§ **PROMPT**
Starting at the line that contains "any cat's chin", quote each line exactly through the last line of the entries, both included.

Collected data
───

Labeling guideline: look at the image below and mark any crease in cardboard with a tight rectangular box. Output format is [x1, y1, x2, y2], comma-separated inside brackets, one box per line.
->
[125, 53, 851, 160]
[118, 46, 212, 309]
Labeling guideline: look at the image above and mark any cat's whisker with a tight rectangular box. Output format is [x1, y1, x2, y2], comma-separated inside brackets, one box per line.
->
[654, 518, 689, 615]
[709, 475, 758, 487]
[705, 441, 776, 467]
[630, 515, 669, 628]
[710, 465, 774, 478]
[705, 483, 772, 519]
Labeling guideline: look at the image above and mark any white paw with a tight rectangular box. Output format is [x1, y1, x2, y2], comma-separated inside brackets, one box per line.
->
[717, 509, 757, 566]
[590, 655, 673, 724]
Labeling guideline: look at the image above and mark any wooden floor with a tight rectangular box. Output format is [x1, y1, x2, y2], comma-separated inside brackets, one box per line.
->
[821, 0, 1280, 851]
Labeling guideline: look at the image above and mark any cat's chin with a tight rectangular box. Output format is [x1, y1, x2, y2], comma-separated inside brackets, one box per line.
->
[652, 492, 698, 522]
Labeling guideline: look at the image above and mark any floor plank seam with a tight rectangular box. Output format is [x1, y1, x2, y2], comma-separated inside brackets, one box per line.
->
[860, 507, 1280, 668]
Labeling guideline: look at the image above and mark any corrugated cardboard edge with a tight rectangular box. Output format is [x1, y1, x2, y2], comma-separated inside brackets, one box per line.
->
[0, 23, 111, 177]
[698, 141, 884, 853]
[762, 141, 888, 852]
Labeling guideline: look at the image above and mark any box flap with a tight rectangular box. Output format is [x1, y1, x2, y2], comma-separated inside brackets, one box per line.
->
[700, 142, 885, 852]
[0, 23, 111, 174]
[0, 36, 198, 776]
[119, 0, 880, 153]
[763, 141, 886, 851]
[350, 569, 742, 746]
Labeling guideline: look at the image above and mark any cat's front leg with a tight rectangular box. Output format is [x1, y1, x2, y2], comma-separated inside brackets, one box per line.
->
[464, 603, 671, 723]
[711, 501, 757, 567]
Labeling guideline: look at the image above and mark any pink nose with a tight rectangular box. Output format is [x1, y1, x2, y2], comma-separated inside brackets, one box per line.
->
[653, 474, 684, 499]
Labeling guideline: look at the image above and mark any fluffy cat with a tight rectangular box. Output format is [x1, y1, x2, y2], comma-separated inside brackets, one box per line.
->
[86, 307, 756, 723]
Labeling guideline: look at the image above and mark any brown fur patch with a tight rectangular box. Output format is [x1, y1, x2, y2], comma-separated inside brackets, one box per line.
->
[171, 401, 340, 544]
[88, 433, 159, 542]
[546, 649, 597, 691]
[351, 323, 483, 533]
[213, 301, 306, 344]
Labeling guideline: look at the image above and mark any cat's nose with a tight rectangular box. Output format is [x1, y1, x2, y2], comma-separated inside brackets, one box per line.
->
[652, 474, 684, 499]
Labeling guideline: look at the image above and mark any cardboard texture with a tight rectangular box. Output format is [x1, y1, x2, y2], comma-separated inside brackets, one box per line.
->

───

§ **YOUR SOLUTION**
Labeling guideline: look at the image above and mark any cat's chin with a tight rectangular box. Output format is [x1, y1, x2, y2], comma-separated inside brackets, one box per line.
->
[652, 492, 698, 522]
Labeling guideline: look at the image above and mark any floor plank seam with a tight rectangular box. Output format is [x1, y1, x2, y2], comma-separated inside brackets, one box per line.
->
[860, 507, 1280, 668]
Labeling guideline: look at the image above and mark any corrugated cardboard edge with a tight rectangular box. Output format is [x1, y1, x2, y2], comma-separated inside brackets, one box per line.
->
[0, 23, 111, 177]
[698, 141, 884, 853]
[762, 141, 888, 852]
Labeling guideline: look at the image above and mark any box flap with a tight rectangular box. Output format is [x1, y1, x2, y2], comma-separated inside brackets, one box per line.
->
[700, 142, 885, 852]
[0, 23, 111, 174]
[0, 36, 198, 776]
[119, 0, 880, 153]
[763, 141, 886, 851]
[350, 569, 742, 746]
Labeling guideline: look at the image above and mark any cat's front leg with a tight rectangular box. Output format is [x1, y1, x2, y2], comma-separated inside brackets, one box per line.
->
[464, 603, 671, 723]
[711, 501, 757, 567]
Labeling guideline: look at the image above and mark any pink nose with a tight rectangular box. Output format is [x1, y1, x2, y2], comma-separated inside brackets, one box per line.
->
[653, 474, 684, 499]
Labeling guideline: look at the image above and mark any fluffy cat with a tight rectangular box. Output format is [x1, y1, x2, y2], comma-separated inside brackets, one box per line.
->
[86, 307, 756, 723]
Labeling guideline: look at the image above and mark any brown fur patch with a tight rectangular box. Output format is [x1, y1, x2, y2], comma-separated inside brackets, one box per line.
->
[171, 401, 340, 544]
[88, 433, 159, 542]
[546, 649, 597, 691]
[351, 323, 483, 533]
[213, 301, 306, 344]
Labeling guideline: look at the image above and mark any cat's nose with a tight rectangular box. Output format is [x1, y1, x2, y2], comma-separated inside brackets, one box per line.
->
[652, 474, 684, 499]
Labeling guideline: look at the image above and mark any cardboard texture with a tight rectangular box. Output format is [x1, y1, x2, y2], comma-separated inside brackets, one box per line.
->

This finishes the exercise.